(Exercise material begins)
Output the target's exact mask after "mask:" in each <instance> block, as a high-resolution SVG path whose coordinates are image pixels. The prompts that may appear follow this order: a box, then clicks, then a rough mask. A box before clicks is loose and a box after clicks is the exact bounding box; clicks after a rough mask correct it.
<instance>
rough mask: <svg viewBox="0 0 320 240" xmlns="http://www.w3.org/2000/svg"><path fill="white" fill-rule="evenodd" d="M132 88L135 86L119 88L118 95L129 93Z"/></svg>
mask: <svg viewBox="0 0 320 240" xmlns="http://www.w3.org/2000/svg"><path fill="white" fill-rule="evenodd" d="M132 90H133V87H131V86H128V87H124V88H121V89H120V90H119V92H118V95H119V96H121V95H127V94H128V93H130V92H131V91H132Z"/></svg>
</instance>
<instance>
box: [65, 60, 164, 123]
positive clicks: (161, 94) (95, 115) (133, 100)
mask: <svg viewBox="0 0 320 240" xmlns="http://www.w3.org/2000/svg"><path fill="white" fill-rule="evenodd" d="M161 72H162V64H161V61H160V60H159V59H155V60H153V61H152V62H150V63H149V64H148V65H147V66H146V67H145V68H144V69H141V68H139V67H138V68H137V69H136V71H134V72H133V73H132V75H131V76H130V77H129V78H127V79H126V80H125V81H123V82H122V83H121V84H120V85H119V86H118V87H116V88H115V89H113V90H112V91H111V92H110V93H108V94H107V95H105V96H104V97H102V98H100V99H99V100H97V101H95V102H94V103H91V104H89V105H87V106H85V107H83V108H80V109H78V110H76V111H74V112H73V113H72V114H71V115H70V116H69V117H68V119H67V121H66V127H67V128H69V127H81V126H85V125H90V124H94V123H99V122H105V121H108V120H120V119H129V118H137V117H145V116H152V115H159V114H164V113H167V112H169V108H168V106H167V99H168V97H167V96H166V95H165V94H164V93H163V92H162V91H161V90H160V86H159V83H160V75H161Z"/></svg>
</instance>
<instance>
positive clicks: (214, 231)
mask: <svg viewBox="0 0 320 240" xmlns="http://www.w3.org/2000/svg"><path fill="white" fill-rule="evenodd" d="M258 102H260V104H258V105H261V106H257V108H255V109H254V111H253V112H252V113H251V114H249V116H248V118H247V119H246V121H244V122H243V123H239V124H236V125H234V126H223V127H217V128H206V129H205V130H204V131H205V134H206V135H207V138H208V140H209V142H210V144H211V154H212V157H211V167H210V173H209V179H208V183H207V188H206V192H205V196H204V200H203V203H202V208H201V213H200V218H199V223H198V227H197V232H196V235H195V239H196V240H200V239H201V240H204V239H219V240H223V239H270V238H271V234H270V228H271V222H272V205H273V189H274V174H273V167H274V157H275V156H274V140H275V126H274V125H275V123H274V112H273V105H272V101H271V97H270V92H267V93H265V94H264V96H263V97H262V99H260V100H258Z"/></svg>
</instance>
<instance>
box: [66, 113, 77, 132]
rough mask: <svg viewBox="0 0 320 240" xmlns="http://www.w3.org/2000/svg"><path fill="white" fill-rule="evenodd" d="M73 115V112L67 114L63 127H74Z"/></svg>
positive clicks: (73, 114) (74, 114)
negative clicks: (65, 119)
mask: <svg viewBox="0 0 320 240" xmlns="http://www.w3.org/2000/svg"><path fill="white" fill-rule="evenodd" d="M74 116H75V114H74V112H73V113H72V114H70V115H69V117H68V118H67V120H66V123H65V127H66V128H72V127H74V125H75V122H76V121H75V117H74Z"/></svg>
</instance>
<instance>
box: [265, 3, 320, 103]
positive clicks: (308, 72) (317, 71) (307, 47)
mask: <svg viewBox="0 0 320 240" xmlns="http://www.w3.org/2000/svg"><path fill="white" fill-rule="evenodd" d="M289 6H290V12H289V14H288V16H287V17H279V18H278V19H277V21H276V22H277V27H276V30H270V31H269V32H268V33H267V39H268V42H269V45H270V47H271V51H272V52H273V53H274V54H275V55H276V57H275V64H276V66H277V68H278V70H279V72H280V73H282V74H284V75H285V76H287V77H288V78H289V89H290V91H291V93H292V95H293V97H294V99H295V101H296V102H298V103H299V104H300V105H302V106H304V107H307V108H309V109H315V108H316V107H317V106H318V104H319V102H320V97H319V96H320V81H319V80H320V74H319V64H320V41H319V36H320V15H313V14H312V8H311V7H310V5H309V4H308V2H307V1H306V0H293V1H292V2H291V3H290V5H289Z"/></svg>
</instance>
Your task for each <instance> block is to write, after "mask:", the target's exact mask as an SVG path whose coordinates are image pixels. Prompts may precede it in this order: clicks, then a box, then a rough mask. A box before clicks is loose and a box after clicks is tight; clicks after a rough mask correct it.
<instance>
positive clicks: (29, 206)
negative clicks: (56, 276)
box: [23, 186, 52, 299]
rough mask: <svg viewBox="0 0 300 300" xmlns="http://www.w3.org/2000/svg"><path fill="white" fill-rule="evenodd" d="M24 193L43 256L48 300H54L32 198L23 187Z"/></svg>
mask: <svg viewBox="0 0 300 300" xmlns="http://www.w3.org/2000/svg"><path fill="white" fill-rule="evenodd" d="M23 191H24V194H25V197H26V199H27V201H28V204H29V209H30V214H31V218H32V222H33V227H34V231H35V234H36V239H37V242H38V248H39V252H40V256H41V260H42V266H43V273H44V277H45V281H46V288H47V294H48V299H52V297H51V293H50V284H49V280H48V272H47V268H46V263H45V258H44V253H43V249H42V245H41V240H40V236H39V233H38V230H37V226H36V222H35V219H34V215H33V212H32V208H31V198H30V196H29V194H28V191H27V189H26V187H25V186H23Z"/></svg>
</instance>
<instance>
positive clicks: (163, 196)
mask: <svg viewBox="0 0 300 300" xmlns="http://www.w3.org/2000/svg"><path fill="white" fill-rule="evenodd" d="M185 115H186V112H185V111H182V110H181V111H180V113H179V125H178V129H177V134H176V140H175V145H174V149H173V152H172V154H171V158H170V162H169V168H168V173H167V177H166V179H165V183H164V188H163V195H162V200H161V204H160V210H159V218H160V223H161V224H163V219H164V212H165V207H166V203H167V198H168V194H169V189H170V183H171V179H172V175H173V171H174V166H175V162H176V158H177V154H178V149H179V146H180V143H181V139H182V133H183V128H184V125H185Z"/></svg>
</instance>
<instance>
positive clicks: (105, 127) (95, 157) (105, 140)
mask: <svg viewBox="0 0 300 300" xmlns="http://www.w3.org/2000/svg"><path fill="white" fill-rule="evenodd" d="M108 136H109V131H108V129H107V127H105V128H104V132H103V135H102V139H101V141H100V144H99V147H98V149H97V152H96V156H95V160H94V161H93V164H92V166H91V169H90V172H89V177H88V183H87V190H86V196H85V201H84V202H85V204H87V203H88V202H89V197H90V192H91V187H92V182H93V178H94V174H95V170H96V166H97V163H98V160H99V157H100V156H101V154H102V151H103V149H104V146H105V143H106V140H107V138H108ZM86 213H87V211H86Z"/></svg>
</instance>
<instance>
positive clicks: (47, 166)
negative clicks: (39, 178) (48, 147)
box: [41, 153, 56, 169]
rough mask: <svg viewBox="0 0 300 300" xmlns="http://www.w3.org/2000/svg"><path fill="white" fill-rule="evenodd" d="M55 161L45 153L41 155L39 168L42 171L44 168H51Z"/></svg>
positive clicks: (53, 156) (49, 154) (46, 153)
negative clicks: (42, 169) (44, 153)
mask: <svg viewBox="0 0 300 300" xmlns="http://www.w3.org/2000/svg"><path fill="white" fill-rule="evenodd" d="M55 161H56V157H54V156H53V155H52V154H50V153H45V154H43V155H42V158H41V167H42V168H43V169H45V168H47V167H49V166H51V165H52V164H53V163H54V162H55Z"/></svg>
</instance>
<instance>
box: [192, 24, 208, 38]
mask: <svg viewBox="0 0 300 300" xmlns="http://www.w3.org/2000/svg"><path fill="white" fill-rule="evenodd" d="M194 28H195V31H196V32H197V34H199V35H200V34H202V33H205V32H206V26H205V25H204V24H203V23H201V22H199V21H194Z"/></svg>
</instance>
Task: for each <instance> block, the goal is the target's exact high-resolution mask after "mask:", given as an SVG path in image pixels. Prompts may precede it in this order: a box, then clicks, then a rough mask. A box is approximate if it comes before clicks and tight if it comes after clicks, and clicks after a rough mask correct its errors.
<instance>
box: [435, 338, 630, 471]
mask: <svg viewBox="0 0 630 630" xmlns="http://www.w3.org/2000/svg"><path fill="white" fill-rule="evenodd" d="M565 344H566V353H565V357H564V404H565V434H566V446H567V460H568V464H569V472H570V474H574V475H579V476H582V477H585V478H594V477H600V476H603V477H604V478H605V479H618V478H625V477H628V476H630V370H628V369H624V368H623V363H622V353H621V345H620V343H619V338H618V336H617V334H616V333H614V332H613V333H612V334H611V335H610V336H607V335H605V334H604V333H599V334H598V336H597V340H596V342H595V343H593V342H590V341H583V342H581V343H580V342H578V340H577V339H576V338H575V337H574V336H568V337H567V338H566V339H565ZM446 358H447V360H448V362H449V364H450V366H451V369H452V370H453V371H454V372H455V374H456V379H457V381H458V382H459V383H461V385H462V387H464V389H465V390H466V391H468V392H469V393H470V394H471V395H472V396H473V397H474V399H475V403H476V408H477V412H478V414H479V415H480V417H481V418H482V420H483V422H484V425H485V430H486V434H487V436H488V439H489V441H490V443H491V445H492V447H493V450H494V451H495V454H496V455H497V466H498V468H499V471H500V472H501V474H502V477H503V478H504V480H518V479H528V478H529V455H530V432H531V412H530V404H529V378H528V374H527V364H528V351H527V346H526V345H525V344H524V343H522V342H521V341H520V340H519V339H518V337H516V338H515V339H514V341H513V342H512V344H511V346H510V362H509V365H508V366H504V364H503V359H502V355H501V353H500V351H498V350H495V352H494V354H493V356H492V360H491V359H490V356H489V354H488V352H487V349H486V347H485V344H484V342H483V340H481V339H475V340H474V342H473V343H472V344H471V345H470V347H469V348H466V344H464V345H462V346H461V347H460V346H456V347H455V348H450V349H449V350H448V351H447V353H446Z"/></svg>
(Exercise material ends)
» **Task directions**:
Set down, exactly as they stand above, the lines starting with the line with "box: [41, 153, 56, 169]" and going on through the line with "positive clicks: (53, 156)", and no others.

» **Problem solution**:
box: [41, 153, 56, 169]
rough mask: <svg viewBox="0 0 300 300" xmlns="http://www.w3.org/2000/svg"><path fill="white" fill-rule="evenodd" d="M55 161L45 153L41 155L39 168L42 171L44 168H51Z"/></svg>
positive clicks: (53, 156) (49, 154) (46, 153)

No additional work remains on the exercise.